■ Tasks to complete:
• 1. Using the words of the blog post about Robert Jordan's illness, list every occupation it gives for members of the writer's family.
• 2. Carry on the blog post about Robert Jordan's illness, picking up after its final sentence.

■ Source document:
+--

Dangerous times for the Wheel of Time

Was sad to read today that Robert Jordan the author of the popular fantasy saga Wheel of Time have been diagnosed with a disease called amyloidosis, which according to Jordan has a median of 1 year until fatality from diagnosis if untreated. If treated the median jumped to 4 years which isn’t that much more. It made me think about my uncle who died two years ago after having been diagnosed with cancer about one year before that again, which again made me realize I tend to accept the occurence death quite quickly. I guess it comes as a byproduct of having a lot of doctors, nurses, vetrinerians and biologists in the family, all who comes in close contact with the cycle of life through their jobs almost on a daily basis, which in turn I guess have made them very ‘comfortable’ with such events, something which has rubbed of on me I guess. Combined with a complete lack of religiosity in the familty which has removed words such as ‘unfair or unjust’ in relation to death and instead quiet acceptance that death is direct result of being alive. So while there are of course the sadness and sorrow which comes when someone close dies, no energy or anger is spent looking to the heavens asking ‘why’.

+--

■ Excerpted records:

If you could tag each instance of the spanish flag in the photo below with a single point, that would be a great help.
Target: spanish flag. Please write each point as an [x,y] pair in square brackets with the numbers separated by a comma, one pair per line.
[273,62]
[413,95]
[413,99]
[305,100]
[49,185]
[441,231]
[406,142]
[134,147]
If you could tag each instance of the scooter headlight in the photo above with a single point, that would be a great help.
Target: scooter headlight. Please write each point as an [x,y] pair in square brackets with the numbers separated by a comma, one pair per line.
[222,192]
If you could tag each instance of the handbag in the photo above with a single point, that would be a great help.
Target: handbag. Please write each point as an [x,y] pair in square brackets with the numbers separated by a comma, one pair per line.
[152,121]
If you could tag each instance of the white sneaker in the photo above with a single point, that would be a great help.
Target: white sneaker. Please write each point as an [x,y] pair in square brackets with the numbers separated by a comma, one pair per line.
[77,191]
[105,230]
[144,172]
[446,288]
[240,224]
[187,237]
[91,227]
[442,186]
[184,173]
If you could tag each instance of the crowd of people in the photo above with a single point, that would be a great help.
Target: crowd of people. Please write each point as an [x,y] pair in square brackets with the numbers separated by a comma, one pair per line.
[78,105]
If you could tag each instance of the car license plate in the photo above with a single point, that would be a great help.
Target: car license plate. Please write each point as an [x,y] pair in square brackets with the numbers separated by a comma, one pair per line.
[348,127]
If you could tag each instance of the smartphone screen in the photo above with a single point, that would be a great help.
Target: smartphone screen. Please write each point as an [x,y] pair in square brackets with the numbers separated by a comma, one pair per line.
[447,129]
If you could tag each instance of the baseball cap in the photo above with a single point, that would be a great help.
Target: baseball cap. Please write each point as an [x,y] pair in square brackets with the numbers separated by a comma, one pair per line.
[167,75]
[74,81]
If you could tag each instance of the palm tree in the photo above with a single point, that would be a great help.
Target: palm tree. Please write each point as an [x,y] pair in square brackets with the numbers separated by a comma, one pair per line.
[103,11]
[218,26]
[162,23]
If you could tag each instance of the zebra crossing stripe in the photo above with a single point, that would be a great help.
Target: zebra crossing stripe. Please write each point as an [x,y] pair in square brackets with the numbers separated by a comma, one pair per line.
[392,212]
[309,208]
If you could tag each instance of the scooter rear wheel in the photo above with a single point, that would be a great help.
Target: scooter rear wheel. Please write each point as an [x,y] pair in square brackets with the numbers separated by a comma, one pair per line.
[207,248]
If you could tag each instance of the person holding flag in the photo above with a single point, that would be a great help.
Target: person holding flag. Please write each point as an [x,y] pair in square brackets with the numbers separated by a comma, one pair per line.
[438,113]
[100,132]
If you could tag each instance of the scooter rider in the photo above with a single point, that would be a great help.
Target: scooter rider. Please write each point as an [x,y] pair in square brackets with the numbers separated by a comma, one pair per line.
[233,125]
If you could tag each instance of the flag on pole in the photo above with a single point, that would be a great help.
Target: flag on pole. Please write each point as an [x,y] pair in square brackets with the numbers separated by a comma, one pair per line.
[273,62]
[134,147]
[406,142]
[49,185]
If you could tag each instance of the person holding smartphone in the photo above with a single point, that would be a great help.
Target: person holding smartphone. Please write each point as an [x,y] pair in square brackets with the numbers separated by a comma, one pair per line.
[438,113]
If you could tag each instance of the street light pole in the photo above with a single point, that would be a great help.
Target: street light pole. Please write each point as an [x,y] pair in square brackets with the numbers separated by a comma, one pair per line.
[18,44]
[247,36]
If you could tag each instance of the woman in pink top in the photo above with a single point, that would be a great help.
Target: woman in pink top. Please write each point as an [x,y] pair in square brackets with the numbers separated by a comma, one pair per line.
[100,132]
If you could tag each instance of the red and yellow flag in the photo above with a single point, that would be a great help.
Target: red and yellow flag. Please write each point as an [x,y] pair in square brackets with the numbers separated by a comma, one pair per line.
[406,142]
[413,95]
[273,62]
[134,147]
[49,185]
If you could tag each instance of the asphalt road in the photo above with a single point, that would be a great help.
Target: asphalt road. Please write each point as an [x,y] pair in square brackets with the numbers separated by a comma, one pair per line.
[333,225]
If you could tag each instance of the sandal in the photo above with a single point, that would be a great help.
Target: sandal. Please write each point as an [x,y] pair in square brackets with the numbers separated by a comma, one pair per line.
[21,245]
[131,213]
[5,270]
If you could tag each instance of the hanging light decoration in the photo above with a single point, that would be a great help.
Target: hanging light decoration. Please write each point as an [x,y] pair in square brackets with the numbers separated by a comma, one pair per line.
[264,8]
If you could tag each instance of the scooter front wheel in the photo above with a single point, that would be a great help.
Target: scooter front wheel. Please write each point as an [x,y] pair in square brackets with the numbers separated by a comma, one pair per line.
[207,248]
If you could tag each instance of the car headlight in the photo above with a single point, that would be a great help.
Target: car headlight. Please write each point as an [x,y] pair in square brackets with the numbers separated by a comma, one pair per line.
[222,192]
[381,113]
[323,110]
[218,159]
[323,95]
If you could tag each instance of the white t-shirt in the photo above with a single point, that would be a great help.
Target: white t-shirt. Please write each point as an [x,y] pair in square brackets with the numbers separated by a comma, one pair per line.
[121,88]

+--

■ Responses by task:
• 1. doctors, nurses, vetrinerians, biologists

• 2.
6 thoughts on “Dangerous times for the Wheel of Time

  1. Thanks for that link Vincent, it was a great article. I took the liberty of posting it upstream to Robert Jordan’s blog too :)

  2. >Combined with a complete lack of religiosity in the familty which has removed words such as ‘unfair or unjust’ in relation to death and instead quiet acceptance that death is direct result of being alive.

    Which religion is it that calls death ‘unfair or unjust’ and doesn’t accept it as a direct result of being alive? Buddhism sees it as the waterfall we all head toward; fearing death and swimming the other way is vanity. All of the Christian religions that I know of see death as “part of God’s plan for man.” Where is this whacked religion that sees death as unfair? It certainly isn’t mainstream.

    So, what’s “unfair and unjust” is drawing a completely false caricature of religion in general to justify the benefits of your personal lifestyle choice.

  3. > Which religion is it that calls death ‘unfair or unjust’ and doesn’t accept it as a direct result of being alive?

    The “declared” values of christianity are that death is a part of “God’s plan for man”. Yet, the values rendered in practice consider death as an “unjust incident”. The whole media show around Pope’s death is a good field for observations.

    It’s the christianity that builds immortal cathedrals. It’s the tibetan monks that compose mandalas shattered by the wind.

  4. It’s not surprising that you aren’t scared of dying, when you’re not dying.

    I don’t think that any of us will really know how to deal with death until we reach it. To simply say, “Death, meh” seems naive to me.

    But, you seem to have it all worked out. So I won’t write any more :)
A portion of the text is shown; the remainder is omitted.